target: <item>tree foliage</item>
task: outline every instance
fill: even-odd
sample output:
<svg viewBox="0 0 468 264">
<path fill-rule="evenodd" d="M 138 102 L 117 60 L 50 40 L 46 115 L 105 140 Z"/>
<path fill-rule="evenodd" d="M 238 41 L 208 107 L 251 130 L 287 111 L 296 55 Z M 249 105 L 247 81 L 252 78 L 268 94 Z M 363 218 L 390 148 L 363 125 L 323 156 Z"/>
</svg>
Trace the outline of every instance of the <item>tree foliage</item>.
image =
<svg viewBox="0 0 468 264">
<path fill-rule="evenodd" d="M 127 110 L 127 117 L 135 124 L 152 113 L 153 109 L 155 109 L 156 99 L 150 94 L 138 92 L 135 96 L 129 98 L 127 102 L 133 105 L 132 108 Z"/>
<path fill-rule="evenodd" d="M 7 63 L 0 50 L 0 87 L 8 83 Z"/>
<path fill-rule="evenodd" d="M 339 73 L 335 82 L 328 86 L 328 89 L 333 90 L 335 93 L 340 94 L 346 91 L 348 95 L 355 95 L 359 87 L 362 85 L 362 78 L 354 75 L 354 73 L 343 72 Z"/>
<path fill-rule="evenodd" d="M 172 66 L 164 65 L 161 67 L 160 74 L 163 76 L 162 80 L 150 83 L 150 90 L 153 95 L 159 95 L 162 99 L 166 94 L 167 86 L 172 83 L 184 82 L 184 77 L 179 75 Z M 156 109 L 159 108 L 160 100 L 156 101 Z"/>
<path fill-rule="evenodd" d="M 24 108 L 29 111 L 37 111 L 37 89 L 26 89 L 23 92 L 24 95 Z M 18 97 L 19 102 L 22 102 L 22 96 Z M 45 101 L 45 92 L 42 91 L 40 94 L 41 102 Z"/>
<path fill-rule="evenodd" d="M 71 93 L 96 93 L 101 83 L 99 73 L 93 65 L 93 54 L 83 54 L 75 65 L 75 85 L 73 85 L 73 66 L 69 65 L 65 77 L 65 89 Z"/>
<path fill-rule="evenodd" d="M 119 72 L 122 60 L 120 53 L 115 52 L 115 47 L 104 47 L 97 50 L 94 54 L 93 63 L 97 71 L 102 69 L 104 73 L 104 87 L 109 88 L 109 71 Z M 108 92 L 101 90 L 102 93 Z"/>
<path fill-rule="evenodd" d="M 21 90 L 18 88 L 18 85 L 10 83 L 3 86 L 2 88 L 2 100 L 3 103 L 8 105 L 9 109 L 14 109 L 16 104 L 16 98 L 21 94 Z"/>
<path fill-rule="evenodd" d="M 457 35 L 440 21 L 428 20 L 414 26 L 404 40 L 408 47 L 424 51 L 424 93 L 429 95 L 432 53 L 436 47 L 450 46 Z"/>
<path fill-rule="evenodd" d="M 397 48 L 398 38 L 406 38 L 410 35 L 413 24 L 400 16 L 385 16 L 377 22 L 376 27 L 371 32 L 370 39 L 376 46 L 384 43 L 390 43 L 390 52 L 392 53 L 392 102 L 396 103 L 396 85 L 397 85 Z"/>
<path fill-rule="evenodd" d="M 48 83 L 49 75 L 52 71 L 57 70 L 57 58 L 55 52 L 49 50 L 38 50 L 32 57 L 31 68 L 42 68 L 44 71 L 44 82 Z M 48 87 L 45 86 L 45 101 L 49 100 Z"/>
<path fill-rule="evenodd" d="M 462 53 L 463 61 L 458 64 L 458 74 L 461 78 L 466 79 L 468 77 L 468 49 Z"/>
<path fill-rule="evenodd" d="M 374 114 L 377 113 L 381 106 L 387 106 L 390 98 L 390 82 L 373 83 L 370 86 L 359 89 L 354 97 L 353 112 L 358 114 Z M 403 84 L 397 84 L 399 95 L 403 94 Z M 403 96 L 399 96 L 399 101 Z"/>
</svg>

Exercise prompt: Above this instruction are the records; retype exactly the lines from the one containing "238 41 L 208" up to and including the one containing "Trace the outline".

Response area:
<path fill-rule="evenodd" d="M 238 41 L 208 107 L 251 130 L 287 111 L 296 55 Z M 249 105 L 247 81 L 252 78 L 268 94 Z M 363 218 L 390 148 L 363 125 L 323 156 Z"/>
</svg>
Trace the outline of every instance of the <item>tree foliage</item>.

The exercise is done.